Direction - Can you lay out the material below as a two-column CSV with the header instruction,outline? Give one row per entry, with its text under instruction and its answer under outline, each in a single quoted field with line breaks replaced by spaces.
>> start
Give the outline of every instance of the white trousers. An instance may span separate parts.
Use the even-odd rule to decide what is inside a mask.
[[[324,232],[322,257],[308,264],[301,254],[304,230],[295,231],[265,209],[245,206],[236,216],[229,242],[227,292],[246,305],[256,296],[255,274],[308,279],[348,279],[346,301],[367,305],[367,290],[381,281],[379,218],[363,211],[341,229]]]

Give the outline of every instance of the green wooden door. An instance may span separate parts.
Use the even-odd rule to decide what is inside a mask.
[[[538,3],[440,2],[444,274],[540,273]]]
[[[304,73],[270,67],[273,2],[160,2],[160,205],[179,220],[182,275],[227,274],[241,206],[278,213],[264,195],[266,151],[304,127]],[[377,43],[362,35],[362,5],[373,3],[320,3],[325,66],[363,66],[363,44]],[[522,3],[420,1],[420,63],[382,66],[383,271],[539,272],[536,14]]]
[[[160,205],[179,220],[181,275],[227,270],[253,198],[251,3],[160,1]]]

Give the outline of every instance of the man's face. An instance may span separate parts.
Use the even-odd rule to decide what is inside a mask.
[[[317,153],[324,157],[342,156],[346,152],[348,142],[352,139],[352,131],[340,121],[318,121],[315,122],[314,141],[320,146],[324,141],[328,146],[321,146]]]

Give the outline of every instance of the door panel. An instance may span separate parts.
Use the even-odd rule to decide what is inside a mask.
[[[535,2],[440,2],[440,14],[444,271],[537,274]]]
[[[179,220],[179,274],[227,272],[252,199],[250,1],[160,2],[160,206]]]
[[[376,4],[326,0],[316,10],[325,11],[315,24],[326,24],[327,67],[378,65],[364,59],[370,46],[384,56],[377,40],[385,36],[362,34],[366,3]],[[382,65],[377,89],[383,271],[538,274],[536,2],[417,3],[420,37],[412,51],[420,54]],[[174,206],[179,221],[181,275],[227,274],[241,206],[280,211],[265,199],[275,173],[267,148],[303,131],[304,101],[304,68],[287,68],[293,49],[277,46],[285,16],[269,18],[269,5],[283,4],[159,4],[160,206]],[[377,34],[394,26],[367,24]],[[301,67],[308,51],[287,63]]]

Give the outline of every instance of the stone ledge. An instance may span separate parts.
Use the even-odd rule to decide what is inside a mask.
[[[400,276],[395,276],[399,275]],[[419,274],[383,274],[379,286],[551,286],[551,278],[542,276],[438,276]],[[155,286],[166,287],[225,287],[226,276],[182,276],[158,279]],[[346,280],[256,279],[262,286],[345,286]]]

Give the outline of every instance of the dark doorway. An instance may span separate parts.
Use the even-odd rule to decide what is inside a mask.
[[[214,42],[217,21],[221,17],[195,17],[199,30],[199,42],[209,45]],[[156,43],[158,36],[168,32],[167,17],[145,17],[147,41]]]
>> end
Exercise result -
instruction,outline
"Give the outline of every instance of the white trousers. An instance may span separate parts. Use the even-odd rule to decide what is inside a mask.","[[[324,232],[322,257],[308,264],[301,254],[304,230],[295,231],[265,209],[245,206],[236,216],[229,242],[227,292],[246,305],[256,296],[255,274],[308,279],[348,279],[346,301],[367,305],[367,290],[381,281],[379,218],[363,211],[341,229]]]"
"Give the outline of every instance of the green wooden door. An instance may span separate parts. Use the even-odd rule to decide what is inside a mask.","[[[538,3],[440,2],[444,274],[540,273]]] [[[304,73],[270,67],[273,2],[160,2],[160,205],[179,220],[182,275],[227,274],[241,206],[278,213],[264,195],[266,151],[304,127]],[[377,43],[362,35],[362,5],[373,3],[320,3],[325,66],[363,66],[363,44]],[[522,3],[420,1],[420,63],[382,66],[383,271],[539,272],[536,14]]] [[[160,205],[179,220],[181,275],[227,270],[253,198],[251,3],[160,1]]]"
"Give the outline of every instance of the man's face. An instance may span separate parts. Use the even-odd rule to decide what is inside a mask.","[[[317,153],[324,157],[342,156],[346,152],[348,142],[352,139],[352,131],[340,121],[318,121],[315,122],[314,141],[320,146],[324,141],[328,146],[321,146]]]"
"Give the outline of every instance of the door panel. An instance may span separate parts. Use the even-odd rule to decide what is inside a mask.","[[[535,2],[440,2],[440,14],[444,271],[537,274]]] [[[179,220],[179,274],[227,272],[252,199],[250,1],[160,2],[160,206]]] [[[376,4],[326,0],[316,10],[325,11],[315,24],[326,24],[327,67],[378,65],[364,59],[370,46],[384,56],[377,40],[385,36],[362,34],[366,3]],[[382,65],[377,89],[383,271],[538,274],[536,2],[417,3],[420,37],[412,51],[420,54]],[[174,206],[179,221],[181,275],[227,274],[241,206],[280,211],[265,199],[275,173],[267,148],[303,131],[304,101],[304,68],[287,68],[293,49],[277,46],[285,16],[269,18],[269,5],[283,4],[159,4],[160,206]],[[377,34],[394,26],[367,24]],[[301,67],[308,51],[287,63]]]"
"Give the outline of every instance of the stone ledge. An instance may span separate parts. Use the even-odd rule to decide what is inside a mask.","[[[400,276],[395,276],[399,275]],[[419,274],[383,274],[379,286],[551,286],[551,278],[542,276],[438,276]],[[155,286],[166,287],[225,287],[226,276],[182,276],[158,279]],[[346,280],[256,279],[262,286],[345,286]]]"
"Give the outline of every instance of the dark doorway. An instance may span separate parts. Use the even-odd rule to decide what is inside a mask.","[[[214,42],[217,21],[221,17],[195,17],[199,30],[199,42],[209,45]],[[156,43],[158,36],[168,32],[167,17],[145,17],[147,41]]]"